Request
Can you write out every one of the rows below verbatim, changing nothing?
:::
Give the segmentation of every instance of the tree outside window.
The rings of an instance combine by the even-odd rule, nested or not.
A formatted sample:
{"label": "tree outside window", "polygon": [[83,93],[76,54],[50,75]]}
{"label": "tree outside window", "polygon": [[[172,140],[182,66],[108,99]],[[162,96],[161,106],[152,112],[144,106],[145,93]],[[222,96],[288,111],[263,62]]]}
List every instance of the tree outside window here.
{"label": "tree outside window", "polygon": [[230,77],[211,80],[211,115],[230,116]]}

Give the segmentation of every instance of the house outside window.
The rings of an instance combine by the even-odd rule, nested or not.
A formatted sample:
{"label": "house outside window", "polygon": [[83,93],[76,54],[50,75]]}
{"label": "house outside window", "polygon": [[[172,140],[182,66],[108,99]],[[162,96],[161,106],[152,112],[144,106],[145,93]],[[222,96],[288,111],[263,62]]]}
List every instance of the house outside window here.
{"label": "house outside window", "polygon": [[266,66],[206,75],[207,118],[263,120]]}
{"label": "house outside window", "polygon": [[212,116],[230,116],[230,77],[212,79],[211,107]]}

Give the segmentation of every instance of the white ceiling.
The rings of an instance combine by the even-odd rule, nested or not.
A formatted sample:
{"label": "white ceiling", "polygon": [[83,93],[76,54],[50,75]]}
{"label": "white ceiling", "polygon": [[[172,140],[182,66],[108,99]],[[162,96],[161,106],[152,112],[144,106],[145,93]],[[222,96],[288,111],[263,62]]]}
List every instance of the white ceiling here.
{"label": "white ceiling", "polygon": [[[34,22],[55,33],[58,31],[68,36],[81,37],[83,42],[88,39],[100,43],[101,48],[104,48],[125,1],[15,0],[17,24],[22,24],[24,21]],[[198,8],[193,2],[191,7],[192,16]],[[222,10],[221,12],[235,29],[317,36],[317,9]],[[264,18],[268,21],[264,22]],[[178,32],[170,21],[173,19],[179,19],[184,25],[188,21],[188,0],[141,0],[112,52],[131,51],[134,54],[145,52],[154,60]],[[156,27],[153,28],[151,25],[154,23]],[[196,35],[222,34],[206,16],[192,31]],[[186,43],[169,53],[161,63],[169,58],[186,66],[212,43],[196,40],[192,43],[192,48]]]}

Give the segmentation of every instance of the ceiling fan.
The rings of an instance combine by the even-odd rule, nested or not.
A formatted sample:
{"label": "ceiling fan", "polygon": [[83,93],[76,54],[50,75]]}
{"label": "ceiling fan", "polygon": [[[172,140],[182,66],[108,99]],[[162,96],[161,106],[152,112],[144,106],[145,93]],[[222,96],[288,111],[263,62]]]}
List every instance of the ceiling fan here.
:::
Solution to the exercise
Give the segmentation of every instance of the tree outside window.
The rings of an instance combine by the even-odd rule, nested or not.
A formatted sample:
{"label": "tree outside window", "polygon": [[83,93],[76,54],[50,75]]}
{"label": "tree outside window", "polygon": [[[172,140],[182,66],[108,99]],[[162,96],[161,106],[152,112],[144,106],[145,93]],[[222,96],[288,111],[263,62]]]}
List every instance of the tree outside window here.
{"label": "tree outside window", "polygon": [[230,77],[211,80],[211,115],[230,116]]}

Give the segmentation of every instance of the house outside window.
The rings of an instance combine by the even-odd rule, nested or not.
A formatted sample:
{"label": "house outside window", "polygon": [[83,93],[76,54],[50,75]]}
{"label": "house outside window", "polygon": [[[172,140],[182,66],[108,99]],[[162,96],[161,106],[152,112],[144,106],[145,93]],[[222,96],[288,111],[263,62]]]}
List every instance of the house outside window here.
{"label": "house outside window", "polygon": [[266,66],[206,75],[207,118],[263,120]]}
{"label": "house outside window", "polygon": [[212,116],[230,116],[230,77],[212,79],[211,107]]}

Give the segmentation of every instance of the white ceiling.
The rings of an instance combine by the even-odd rule, nested or not.
A formatted sample:
{"label": "white ceiling", "polygon": [[83,93],[76,54],[50,75]]}
{"label": "white ceiling", "polygon": [[[172,140],[182,66],[108,99]],[[162,96],[161,106],[152,112],[144,106],[145,93]],[[222,96],[288,111],[263,62]]]}
List every instance of the white ceiling here.
{"label": "white ceiling", "polygon": [[[34,22],[55,33],[58,31],[68,36],[81,37],[83,42],[88,39],[100,43],[101,48],[104,48],[125,1],[15,0],[17,24],[22,24],[24,21]],[[198,8],[193,2],[191,7],[192,16]],[[222,10],[221,12],[235,29],[317,36],[317,9]],[[264,18],[268,21],[264,22]],[[178,32],[170,21],[173,19],[179,19],[184,25],[188,21],[188,0],[141,0],[112,52],[131,51],[134,54],[145,52],[154,60]],[[156,27],[153,28],[151,25],[154,23]],[[196,35],[222,34],[206,16],[192,31]],[[186,43],[169,53],[161,63],[169,58],[186,66],[212,43],[196,40],[192,43],[192,48]]]}

Give the segmentation of every instance of the ceiling fan.
The rings of an instance combine by the even-odd rule, nested or not.
A formatted sample:
{"label": "ceiling fan", "polygon": [[83,93],[76,54],[50,75]]}
{"label": "ceiling fan", "polygon": [[[172,140],[182,66],[108,99]],[[162,96],[161,106],[152,112],[144,106],[145,93]],[[222,96],[288,111],[263,62]]]}
List every instance of the ceiling fan here.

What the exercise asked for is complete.